■ **Exercise**
Copy out every entry, keeping each character the same.
--- Data listing ---
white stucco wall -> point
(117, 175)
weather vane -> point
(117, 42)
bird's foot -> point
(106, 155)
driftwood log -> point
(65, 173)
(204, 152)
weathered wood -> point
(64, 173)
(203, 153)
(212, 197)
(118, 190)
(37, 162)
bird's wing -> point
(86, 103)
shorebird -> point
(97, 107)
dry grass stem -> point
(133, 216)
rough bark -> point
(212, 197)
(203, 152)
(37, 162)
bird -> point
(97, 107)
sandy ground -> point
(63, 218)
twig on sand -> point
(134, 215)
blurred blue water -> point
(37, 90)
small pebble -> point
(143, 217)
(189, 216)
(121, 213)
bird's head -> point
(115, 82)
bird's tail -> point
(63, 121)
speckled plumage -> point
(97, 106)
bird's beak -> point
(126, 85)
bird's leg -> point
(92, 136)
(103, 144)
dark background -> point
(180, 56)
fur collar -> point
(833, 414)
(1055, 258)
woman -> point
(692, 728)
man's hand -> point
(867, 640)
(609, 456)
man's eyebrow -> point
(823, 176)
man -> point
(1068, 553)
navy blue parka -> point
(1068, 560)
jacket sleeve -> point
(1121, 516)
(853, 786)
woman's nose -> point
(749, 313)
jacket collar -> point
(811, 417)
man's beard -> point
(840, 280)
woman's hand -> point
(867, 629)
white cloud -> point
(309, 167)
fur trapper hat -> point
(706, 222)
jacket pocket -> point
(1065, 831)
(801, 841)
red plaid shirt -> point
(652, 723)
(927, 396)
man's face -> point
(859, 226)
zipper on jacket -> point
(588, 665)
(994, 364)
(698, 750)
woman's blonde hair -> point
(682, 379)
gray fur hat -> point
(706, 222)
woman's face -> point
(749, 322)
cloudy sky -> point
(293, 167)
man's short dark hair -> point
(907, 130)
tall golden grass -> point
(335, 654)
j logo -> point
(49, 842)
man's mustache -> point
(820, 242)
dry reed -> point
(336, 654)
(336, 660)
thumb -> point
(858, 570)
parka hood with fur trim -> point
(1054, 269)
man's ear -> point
---
■ **Result of the exercise**
white stucco wall -> point
(117, 175)
weather vane -> point
(117, 42)
bird's foot -> point
(106, 155)
driftwood log -> point
(65, 173)
(204, 152)
weathered wood -> point
(64, 173)
(203, 153)
(212, 197)
(118, 190)
(37, 162)
bird's wing -> point
(86, 103)
shorebird -> point
(97, 107)
dry grass stem -> point
(133, 216)
rough bark -> point
(212, 197)
(203, 152)
(37, 162)
bird -> point
(97, 107)
sandy ground -> point
(63, 218)
twig on sand -> point
(134, 215)
blurred blue water -> point
(37, 90)
small pebble -> point
(143, 217)
(189, 216)
(121, 213)
bird's head -> point
(115, 82)
bird's tail -> point
(63, 121)
speckled plumage -> point
(97, 106)
bird's beak -> point
(126, 85)
bird's leg -> point
(92, 136)
(103, 144)
dark background -> point
(180, 56)
fur collar -> point
(833, 414)
(1055, 258)
woman -> point
(692, 728)
man's hand -> point
(867, 640)
(609, 456)
man's eyebrow -> point
(823, 176)
man -> point
(1068, 553)
navy blue parka -> point
(1068, 560)
jacket sleeve -> point
(1121, 516)
(853, 786)
woman's nose -> point
(749, 313)
jacket collar -> point
(811, 417)
man's beard -> point
(840, 280)
woman's hand -> point
(867, 629)
white cloud -> point
(309, 167)
fur trapper hat -> point
(706, 222)
jacket pocket -> point
(1065, 831)
(801, 841)
red plaid shirt -> point
(652, 723)
(927, 396)
man's face -> point
(859, 226)
zipper on jacket -> point
(588, 665)
(994, 364)
(698, 750)
woman's blonde hair -> point
(682, 379)
gray fur hat -> point
(706, 222)
woman's face -> point
(749, 322)
cloudy sky -> point
(293, 167)
man's short dark hair -> point
(907, 130)
tall golden grass -> point
(335, 654)
j logo -> point
(49, 842)
man's mustache -> point
(820, 242)
dry reed -> point
(336, 654)
(336, 660)
thumb -> point
(858, 570)
parka hood with fur trim -> point
(1054, 269)
man's ear -> point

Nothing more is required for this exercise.